(Request) Repeat exactly the lines that run from the one containing "Expected: one point per instance of the mulch" to the end of the data, and leave out all others.

(Provided data)
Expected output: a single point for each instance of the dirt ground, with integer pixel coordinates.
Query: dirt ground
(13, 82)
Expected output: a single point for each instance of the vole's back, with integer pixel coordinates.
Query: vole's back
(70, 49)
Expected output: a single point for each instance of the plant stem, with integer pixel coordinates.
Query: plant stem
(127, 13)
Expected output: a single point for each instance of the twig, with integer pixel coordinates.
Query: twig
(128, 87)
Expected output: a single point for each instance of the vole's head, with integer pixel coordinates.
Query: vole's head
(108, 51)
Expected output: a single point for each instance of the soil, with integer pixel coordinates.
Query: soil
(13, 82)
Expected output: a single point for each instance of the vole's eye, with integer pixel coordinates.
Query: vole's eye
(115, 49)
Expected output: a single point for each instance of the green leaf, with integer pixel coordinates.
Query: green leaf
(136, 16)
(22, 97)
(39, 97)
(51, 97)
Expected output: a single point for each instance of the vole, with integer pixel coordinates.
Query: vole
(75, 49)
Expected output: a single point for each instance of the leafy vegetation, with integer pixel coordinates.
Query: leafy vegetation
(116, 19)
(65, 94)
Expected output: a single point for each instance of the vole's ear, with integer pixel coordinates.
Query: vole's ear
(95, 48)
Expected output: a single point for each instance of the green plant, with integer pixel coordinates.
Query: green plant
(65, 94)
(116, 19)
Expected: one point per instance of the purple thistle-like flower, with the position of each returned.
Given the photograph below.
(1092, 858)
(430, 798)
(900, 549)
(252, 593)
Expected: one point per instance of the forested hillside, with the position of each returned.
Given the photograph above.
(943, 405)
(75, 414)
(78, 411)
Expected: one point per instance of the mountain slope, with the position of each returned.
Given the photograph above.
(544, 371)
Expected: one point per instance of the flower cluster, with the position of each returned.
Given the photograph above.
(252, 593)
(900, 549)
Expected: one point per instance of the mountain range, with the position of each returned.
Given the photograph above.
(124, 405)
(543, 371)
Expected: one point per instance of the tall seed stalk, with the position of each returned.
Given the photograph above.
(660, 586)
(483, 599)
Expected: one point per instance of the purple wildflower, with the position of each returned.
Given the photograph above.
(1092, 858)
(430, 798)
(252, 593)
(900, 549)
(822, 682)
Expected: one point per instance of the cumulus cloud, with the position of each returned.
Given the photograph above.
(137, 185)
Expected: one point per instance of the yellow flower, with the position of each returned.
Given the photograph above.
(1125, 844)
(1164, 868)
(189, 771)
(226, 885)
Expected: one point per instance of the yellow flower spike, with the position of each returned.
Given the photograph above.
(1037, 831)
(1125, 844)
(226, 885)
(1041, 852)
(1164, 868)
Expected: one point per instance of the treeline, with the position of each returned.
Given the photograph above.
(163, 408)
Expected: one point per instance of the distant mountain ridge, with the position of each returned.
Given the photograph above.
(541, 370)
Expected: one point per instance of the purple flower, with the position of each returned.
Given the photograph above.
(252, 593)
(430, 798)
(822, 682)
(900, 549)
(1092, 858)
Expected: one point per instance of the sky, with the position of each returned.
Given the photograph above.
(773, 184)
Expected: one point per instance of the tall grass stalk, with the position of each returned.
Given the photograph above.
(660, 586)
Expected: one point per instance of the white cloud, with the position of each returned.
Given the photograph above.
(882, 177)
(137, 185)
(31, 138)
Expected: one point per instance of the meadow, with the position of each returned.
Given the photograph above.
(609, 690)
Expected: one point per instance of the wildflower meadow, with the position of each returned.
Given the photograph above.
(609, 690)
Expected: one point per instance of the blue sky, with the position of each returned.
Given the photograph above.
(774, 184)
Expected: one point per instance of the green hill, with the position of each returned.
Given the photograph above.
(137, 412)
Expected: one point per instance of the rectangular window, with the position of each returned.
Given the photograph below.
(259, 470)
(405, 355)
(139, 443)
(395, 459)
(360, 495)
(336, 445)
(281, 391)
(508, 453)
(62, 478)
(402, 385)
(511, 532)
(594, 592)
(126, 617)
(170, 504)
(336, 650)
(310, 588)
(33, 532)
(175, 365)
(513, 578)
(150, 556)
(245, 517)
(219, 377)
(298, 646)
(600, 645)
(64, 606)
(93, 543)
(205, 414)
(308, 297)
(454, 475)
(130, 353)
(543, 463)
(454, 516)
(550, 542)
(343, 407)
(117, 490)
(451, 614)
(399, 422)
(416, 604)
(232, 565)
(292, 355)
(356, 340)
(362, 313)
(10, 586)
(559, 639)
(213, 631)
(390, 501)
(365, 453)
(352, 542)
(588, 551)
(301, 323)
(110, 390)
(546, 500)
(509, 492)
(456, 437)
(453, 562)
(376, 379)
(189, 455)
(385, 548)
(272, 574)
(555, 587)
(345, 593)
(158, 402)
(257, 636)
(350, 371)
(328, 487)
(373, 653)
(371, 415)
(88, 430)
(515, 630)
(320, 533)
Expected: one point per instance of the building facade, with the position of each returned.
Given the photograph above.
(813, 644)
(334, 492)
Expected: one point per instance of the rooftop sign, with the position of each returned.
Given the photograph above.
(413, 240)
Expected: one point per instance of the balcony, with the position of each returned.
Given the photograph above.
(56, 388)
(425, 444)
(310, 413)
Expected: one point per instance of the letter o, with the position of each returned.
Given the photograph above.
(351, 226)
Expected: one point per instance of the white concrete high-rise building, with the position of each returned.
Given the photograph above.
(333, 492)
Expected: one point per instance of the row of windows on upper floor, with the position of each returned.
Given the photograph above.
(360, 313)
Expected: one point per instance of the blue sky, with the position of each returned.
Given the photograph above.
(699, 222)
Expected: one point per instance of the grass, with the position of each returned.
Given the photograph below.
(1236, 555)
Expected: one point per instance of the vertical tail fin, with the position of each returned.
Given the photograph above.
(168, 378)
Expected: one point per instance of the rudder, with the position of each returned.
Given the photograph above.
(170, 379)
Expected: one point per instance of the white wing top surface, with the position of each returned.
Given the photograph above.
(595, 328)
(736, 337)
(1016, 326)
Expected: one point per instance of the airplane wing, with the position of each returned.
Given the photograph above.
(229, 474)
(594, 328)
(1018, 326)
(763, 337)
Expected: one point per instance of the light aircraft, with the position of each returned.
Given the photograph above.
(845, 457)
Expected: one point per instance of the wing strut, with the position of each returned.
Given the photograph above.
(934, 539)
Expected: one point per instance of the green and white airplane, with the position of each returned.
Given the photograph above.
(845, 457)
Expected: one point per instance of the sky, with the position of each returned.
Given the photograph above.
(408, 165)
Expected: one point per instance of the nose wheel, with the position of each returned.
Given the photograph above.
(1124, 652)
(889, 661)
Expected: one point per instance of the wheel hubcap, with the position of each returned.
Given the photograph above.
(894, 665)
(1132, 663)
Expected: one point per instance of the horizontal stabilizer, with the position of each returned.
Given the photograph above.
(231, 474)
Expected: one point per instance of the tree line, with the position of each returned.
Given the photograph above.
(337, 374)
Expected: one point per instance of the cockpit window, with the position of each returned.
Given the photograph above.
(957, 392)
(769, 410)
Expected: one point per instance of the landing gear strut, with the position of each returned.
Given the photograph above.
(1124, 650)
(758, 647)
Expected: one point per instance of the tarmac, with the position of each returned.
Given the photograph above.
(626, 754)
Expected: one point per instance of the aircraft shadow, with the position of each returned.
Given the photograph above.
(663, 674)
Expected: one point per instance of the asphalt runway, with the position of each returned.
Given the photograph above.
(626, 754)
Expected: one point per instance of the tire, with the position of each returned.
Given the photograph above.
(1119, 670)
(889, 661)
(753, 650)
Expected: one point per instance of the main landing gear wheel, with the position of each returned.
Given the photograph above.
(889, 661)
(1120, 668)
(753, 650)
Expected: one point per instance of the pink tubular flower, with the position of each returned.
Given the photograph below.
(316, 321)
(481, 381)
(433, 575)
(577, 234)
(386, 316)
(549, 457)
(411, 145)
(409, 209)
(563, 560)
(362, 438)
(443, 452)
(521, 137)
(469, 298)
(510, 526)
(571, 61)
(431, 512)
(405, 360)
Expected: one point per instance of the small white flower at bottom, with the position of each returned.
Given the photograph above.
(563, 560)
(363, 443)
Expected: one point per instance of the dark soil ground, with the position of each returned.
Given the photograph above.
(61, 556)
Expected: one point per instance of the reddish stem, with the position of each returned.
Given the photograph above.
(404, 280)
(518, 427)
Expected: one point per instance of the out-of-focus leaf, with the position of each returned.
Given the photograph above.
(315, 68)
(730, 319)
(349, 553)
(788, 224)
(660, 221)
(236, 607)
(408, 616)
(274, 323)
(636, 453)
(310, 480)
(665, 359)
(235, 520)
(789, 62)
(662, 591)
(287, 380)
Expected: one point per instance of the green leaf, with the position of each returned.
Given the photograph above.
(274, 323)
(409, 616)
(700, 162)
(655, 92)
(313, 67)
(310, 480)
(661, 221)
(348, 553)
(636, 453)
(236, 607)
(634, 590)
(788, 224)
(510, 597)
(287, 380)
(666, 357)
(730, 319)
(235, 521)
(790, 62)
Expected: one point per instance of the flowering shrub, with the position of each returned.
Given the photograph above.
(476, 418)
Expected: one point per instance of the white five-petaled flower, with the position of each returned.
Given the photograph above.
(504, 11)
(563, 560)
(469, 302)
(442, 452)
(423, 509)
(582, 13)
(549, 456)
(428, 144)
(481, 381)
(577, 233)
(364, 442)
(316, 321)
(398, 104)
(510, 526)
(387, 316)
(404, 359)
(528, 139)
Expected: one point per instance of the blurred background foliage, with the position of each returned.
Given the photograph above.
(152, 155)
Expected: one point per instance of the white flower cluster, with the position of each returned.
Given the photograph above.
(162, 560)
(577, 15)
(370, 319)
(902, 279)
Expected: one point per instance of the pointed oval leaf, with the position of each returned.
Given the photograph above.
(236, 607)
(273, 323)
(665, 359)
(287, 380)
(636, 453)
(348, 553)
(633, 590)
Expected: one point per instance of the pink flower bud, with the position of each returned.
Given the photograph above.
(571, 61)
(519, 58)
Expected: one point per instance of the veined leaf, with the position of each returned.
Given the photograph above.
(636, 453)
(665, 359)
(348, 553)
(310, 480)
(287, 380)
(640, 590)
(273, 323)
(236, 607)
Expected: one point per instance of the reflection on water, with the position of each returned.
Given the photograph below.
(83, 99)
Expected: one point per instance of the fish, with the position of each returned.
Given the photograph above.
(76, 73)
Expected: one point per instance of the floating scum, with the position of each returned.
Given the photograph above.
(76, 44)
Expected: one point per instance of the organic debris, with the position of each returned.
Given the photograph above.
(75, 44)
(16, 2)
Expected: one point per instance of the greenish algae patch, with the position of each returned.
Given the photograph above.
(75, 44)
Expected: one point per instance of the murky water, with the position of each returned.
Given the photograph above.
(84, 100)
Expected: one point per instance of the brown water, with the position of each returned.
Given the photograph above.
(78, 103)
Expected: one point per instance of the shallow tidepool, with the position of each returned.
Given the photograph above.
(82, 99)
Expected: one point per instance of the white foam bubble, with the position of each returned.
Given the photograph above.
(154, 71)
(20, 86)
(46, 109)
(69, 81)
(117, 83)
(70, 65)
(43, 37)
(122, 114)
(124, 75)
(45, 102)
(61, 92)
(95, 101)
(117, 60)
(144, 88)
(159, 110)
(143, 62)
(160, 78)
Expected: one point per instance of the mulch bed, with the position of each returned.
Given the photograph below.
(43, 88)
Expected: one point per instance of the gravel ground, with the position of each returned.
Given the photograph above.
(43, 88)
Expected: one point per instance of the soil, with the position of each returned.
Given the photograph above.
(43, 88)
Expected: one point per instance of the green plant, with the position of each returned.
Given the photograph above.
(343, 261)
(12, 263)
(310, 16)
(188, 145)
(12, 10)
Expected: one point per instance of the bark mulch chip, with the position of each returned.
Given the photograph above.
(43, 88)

(Output)
Expected: one point per instance of the mulch bed, with the position of each returned.
Given the photograph below.
(43, 88)
Expected: one point per instance of the gravel ground, with the position of each returned.
Given the photograph above.
(43, 88)
Expected: one point per instance of the soil, with the position of each returned.
Given the photograph above.
(43, 88)
Expected: one point per instance of the green plant, with the position of each returned.
Given the photograph above.
(343, 261)
(12, 263)
(310, 16)
(188, 145)
(12, 10)
Expected: one point per instance of the bark mulch chip, with the position of each returned.
Given the photograph above.
(43, 88)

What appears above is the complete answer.